WHAT THE TASK ASKS: Update the data below so that every "egret" reads "heron", and leave everything else unchanged.

= = = = =

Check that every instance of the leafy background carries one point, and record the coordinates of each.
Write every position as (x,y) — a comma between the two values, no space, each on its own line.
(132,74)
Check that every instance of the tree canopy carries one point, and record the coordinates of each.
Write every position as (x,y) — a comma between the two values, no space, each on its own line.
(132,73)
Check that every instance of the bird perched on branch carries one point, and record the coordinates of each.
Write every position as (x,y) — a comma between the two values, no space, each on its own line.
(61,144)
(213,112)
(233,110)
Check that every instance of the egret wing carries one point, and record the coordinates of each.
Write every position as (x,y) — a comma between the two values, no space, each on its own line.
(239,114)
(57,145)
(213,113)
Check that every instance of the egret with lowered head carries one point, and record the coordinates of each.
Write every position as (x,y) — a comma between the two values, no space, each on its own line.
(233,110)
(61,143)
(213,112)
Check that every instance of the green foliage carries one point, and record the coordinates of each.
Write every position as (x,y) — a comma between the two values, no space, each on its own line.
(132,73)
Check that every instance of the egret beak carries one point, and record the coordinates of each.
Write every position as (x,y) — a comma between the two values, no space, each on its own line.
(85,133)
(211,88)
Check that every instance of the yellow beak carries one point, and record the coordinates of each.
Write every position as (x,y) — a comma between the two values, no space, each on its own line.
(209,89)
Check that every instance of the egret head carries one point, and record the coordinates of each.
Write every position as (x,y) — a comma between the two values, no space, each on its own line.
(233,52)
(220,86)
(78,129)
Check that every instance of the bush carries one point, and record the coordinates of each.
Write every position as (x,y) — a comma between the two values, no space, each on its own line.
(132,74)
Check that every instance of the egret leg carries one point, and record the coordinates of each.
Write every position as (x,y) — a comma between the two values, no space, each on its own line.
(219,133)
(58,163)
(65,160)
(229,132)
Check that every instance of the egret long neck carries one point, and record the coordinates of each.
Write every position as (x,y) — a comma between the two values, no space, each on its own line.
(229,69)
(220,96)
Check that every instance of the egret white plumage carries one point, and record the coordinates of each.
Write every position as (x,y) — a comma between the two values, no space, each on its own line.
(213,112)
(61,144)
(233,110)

= = = = =

REPLY:
Check that every instance of the leafy background carries one point, and record the coordinates of each.
Write every position as (x,y) — a comma between the two values, no space, each on its own line.
(132,74)
Check that every instance of the tree canopy carries one point, and record the coordinates of each.
Write every position as (x,y) — a comma between the two values, no space, each on its own line.
(132,73)
Check that every instance of the bird perched on branch carries one point, and record the coordinates of each.
Write every position as (x,y) — a comma between the two values, no space, each on its own line.
(61,144)
(213,112)
(233,110)
Check that every instance of the heron wing carries one point, and record the coordinates of each.
Write every position as (x,y) — a comma between the two values, no space, each on its own line.
(239,114)
(57,145)
(213,113)
Check that every instance of the heron with lowered head carries one point, and record the coordinates of each.
Write every position as (x,y) — a comma between the two values, no space, each on its own line.
(233,110)
(61,143)
(213,112)
Check that every instance of the green foliage carries one point, and record the coordinates of each.
Write every position as (x,y) — a comma between the two values, no space, each on its own line.
(132,73)
Check that every instance of the heron beak carries one point, and record the coordinates of each.
Write every position as (x,y) — a comma between the two values, no space, each on its own line.
(85,133)
(211,88)
Check that every instance of the yellow beak carries one point, and record the coordinates of each.
Write every position as (x,y) — a comma between the two values, no space, each on its own line.
(209,89)
Check that every instance of the heron head carries one point, and record the coordinates of each.
Write every position as (x,y) — a comma between the two values, no space, each on its own line.
(233,52)
(220,86)
(78,129)
Check that every instance of the bush carries one point, and record the coordinates of each.
Write every position as (x,y) — a comma between the two values, no space, each on its own line.
(132,74)
Check that every instance of the heron leg carries one point, and record the coordinates of each.
Write every position as (x,y) — a comma between the two values, no space, each on its own line.
(219,133)
(58,163)
(65,160)
(229,132)
Check that every instance of the heron long neck carries one point, and record the coordinates of each.
Write every position as (x,y) — a comma between the two values, no space, each on its own line.
(229,69)
(220,96)
Check that every instance of the heron white plumage carries one point, and record the coordinates of each.
Write every position as (x,y) — a comma between the two values, no space, each on its own line.
(213,112)
(61,144)
(233,110)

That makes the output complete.